#### Directions for this task
Write out the full listing again, exactly as it stands.

#### Exercise material
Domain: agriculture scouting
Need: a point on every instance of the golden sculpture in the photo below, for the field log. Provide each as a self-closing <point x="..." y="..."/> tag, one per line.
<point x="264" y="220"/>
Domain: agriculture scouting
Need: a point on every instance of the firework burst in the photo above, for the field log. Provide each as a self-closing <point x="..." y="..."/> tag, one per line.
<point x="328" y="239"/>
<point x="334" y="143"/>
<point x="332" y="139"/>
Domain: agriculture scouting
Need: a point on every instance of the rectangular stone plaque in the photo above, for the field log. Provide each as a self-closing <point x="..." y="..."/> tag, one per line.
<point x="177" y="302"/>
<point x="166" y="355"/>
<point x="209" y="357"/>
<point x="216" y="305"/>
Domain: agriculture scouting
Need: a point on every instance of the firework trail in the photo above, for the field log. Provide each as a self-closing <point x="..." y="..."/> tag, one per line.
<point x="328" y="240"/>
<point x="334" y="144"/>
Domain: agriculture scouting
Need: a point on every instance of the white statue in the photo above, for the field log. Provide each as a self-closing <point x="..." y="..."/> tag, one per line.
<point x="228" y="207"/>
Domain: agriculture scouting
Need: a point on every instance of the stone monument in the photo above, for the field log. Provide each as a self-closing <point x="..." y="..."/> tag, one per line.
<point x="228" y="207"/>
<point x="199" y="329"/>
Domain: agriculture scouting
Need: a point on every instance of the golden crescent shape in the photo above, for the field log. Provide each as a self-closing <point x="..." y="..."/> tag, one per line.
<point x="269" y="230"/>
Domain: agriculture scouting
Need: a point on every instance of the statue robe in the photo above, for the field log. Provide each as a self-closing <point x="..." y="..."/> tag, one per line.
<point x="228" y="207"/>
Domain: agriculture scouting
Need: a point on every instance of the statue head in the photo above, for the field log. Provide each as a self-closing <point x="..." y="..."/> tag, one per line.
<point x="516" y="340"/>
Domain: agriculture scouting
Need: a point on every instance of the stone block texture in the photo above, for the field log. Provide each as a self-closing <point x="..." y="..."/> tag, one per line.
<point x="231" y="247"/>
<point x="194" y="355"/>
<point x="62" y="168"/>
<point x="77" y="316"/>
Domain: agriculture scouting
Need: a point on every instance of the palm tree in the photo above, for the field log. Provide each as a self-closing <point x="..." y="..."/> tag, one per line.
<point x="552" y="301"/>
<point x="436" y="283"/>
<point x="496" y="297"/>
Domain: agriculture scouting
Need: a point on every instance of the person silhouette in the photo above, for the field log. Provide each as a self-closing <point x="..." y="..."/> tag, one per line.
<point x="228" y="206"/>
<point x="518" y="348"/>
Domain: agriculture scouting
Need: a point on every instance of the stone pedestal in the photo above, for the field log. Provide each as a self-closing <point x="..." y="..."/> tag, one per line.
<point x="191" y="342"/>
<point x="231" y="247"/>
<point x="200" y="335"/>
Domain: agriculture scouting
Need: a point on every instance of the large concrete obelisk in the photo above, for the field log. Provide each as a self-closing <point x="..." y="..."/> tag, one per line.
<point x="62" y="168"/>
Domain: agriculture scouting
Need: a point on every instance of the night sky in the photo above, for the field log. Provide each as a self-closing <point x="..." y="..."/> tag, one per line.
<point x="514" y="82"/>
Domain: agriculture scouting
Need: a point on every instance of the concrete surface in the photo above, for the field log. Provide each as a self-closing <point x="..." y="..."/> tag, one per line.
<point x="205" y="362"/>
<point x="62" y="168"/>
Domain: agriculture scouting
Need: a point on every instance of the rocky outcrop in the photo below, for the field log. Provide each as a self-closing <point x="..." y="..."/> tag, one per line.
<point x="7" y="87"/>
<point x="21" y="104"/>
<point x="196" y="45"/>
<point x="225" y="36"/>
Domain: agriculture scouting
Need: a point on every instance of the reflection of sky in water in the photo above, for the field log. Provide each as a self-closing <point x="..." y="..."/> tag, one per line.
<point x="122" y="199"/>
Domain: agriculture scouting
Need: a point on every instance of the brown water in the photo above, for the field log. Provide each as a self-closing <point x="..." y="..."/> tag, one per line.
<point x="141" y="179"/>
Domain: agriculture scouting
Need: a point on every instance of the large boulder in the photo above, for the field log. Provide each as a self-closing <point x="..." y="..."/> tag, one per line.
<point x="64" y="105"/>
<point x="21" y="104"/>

#### Response
Domain: agriculture scouting
Need: a point on every instance of the golden sculpture in the photo below, for the field log. Provide each as a self-closing <point x="..." y="..."/> tag, one per line.
<point x="264" y="220"/>
Domain: agriculture scouting
Need: a point on every instance of the firework burst in the photo above, for the field log. Provide each as a self-closing <point x="..." y="..."/> tag, one per line.
<point x="328" y="239"/>
<point x="334" y="143"/>
<point x="332" y="139"/>
Domain: agriculture scouting
Need: a point on every instance of the rectangular stone plaque in the photo above, for the field log. Provide each as a self-closing <point x="..." y="..."/> tag, one per line.
<point x="177" y="302"/>
<point x="166" y="355"/>
<point x="209" y="357"/>
<point x="216" y="305"/>
Domain: agriculture scouting
Need: a point on every instance of the firework trail in the photo above, for the field log. Provide each as a self-closing <point x="..." y="..."/> tag, one per line.
<point x="328" y="240"/>
<point x="334" y="144"/>
Domain: agriculture scouting
Need: a point on every instance of the white statue in the photo above, for the field log. Provide each as a self-closing <point x="..." y="..."/> tag, one per line.
<point x="228" y="207"/>
Domain: agriculture scouting
Need: a point on every instance of the stone monument in the photo above, for the field log. Provide each as a self-closing <point x="..." y="..."/> tag, one per line.
<point x="228" y="207"/>
<point x="199" y="329"/>
Domain: agriculture scouting
Need: a point on every instance of the golden crescent shape in the photo above, for the field log. Provide each as a self-closing <point x="..." y="..."/> tag, one per line.
<point x="269" y="230"/>
Domain: agriculture scouting
Need: a point on every instance of the statue robe in the photo above, for the field log. Provide each as a self-closing <point x="..." y="..."/> tag, one per line.
<point x="228" y="207"/>
Domain: agriculture scouting
Need: a point on every instance of the statue head in the photo above, for the field log. Provide each as a self-closing <point x="..." y="..."/> tag, one per line.
<point x="516" y="340"/>
Domain: agriculture scouting
Need: a point on every instance of the stone block texture in the photo above, for the field log. Provide each as a self-closing <point x="..." y="..."/> tag, one per line.
<point x="231" y="247"/>
<point x="194" y="355"/>
<point x="62" y="168"/>
<point x="77" y="316"/>
Domain: agriculture scouting
Need: a point on every instance of the palm tree in the photo above, for the field log. Provide each as a self-closing <point x="..." y="..."/> tag, one per line.
<point x="552" y="301"/>
<point x="436" y="283"/>
<point x="496" y="297"/>
Domain: agriculture scouting
Need: a point on every instance of the person silhouette in the photo above, for the field log. Provide each as a self-closing <point x="..." y="..."/> tag, one per line.
<point x="228" y="206"/>
<point x="518" y="348"/>
Domain: agriculture scouting
Need: a point on every instance of the stone pedestal in the photo above, for the field log. Provide each as a self-closing <point x="..." y="..."/> tag, one per line.
<point x="191" y="342"/>
<point x="231" y="247"/>
<point x="200" y="335"/>
Domain: agriculture scouting
Need: a point on every instance of the large concrete obelisk in the photo above, for the field log. Provide each as a self-closing <point x="..." y="..."/> tag, one per line.
<point x="62" y="168"/>
Domain: agriculture scouting
Need: a point on every instance of the night sky in the photo above, for the field log. Provide each as a self-closing <point x="..." y="..."/> tag, one per line.
<point x="514" y="82"/>
Domain: agriculture scouting
Need: a point on every instance of the concrete surface in the photo above, for the field log. Provide each as a self-closing <point x="..." y="..."/> tag, one per line.
<point x="205" y="362"/>
<point x="62" y="168"/>
Domain: agriculture scouting
Need: a point on every instance of the rocky outcrop in the photo below, for the field log. Provide each as a self-closing <point x="..." y="..."/> tag, one per line.
<point x="7" y="87"/>
<point x="21" y="104"/>
<point x="196" y="45"/>
<point x="225" y="36"/>
Domain: agriculture scouting
Need: a point on every instance of the reflection of sky in water in the photo above, for the field log. Provide each as a self-closing <point x="..." y="..."/> tag, one per line.
<point x="122" y="199"/>
Domain: agriculture scouting
Need: a point on every instance of the brown water in the photo above, for the field log. Provide each as a self-closing <point x="..." y="..."/> tag, one per line.
<point x="141" y="179"/>
Domain: agriculture scouting
Need: a point on every instance of the large boulder in the photo above, for the field log. Provide each as a self-closing <point x="..." y="..."/> tag, one per line.
<point x="64" y="105"/>
<point x="21" y="104"/>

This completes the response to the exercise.